>> BEGIN
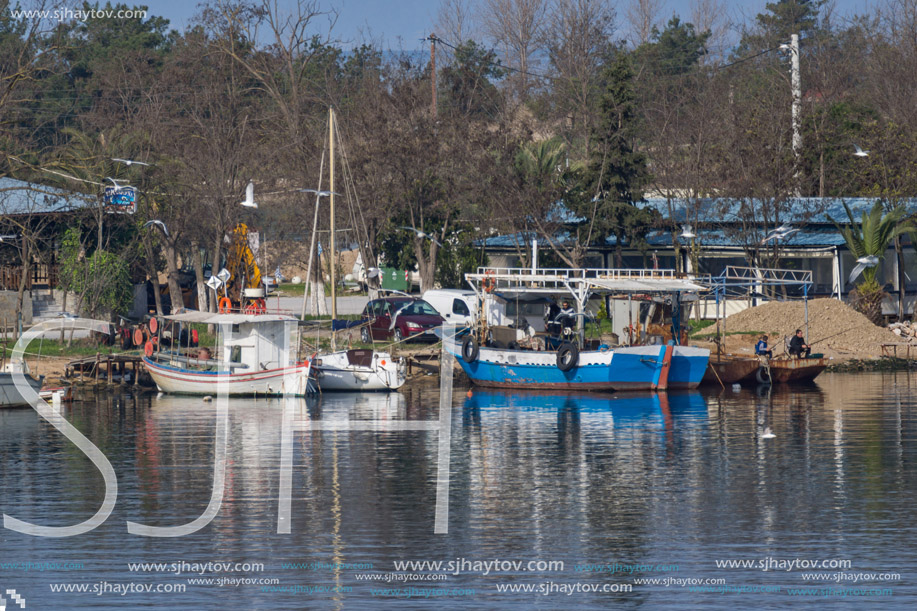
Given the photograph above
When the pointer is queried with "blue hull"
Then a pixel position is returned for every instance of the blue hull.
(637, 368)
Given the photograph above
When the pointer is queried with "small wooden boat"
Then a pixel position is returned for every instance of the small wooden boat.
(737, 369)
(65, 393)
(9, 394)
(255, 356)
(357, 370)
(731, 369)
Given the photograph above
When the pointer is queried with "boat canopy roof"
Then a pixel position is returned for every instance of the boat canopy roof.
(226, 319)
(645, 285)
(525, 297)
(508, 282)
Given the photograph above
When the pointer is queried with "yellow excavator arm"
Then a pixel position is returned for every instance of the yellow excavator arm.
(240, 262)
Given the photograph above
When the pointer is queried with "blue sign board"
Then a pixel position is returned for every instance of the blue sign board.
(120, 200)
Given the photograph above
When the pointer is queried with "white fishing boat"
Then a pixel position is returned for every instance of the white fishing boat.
>> END
>> BEGIN
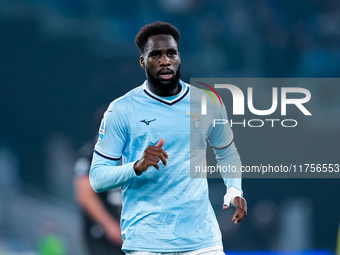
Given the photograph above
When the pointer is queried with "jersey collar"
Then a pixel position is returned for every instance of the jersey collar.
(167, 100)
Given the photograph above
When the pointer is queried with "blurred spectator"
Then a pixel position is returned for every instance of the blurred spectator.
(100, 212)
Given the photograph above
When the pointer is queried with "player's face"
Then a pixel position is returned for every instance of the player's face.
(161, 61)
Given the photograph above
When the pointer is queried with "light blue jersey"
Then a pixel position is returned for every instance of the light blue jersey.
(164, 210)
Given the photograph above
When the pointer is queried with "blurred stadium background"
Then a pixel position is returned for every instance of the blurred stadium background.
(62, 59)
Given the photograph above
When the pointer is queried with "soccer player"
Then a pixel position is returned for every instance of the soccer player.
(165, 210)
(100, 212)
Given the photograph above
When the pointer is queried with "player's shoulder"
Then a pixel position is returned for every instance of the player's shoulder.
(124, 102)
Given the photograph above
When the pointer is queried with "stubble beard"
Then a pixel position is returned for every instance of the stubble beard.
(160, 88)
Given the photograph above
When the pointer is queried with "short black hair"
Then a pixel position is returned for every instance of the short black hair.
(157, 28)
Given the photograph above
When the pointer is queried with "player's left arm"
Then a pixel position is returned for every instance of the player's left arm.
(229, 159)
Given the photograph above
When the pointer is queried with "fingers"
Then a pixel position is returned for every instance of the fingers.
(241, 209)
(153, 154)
>> END
>> BEGIN
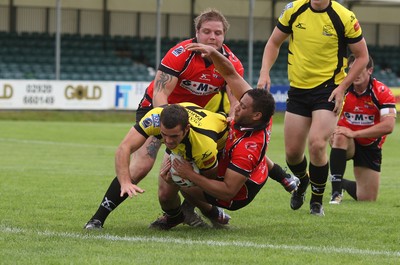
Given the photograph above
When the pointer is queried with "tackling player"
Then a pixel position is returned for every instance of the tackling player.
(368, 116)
>> END
Please list each line of the data above that contains the word "small", matching case exactly.

When the pointer is queried with "small wooden boat"
Then a pixel position is returned for every instance of the small wooden boat.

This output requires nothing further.